((

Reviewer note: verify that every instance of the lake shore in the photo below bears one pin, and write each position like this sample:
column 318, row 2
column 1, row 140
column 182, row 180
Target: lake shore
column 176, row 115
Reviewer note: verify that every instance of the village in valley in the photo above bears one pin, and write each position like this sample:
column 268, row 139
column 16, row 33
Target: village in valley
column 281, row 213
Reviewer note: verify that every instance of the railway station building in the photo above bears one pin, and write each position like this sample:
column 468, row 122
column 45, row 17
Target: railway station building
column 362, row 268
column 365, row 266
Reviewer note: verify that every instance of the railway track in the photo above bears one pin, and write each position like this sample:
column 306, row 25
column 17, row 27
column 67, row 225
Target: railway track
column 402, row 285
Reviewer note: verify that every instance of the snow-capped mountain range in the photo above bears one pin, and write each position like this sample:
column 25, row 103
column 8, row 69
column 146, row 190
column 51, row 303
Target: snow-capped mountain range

))

## Set problem
Reproduce all of the material above, swapping every "Reviewer note" for "Checker note" and leaving everything else unchanged.

## Exercise answer
Checker note: verify that every instance of the lake shore in the photo below bears one pin, and write each position like this sample:
column 318, row 2
column 1, row 140
column 182, row 180
Target: lake shore
column 176, row 115
Checker note: verify that every instance of the village in valley in the photo above bears one pin, and write each position like this sample:
column 268, row 139
column 16, row 33
Target: village in valley
column 281, row 213
Checker note: verify that every instance of the railway station building in the photo above bears one pin, and write each position like this sample:
column 468, row 122
column 45, row 17
Target: railway station building
column 362, row 268
column 365, row 266
Checker note: verify that every instance of the railway track in the photo above bears one pin, and write each position like this sample:
column 306, row 25
column 17, row 27
column 67, row 225
Target: railway track
column 402, row 285
Checker note: verify that every instance of the snow-capped mountain range in the photo above bears one pin, and write each position like this sample:
column 25, row 103
column 8, row 69
column 146, row 190
column 51, row 303
Target: snow-capped mountain range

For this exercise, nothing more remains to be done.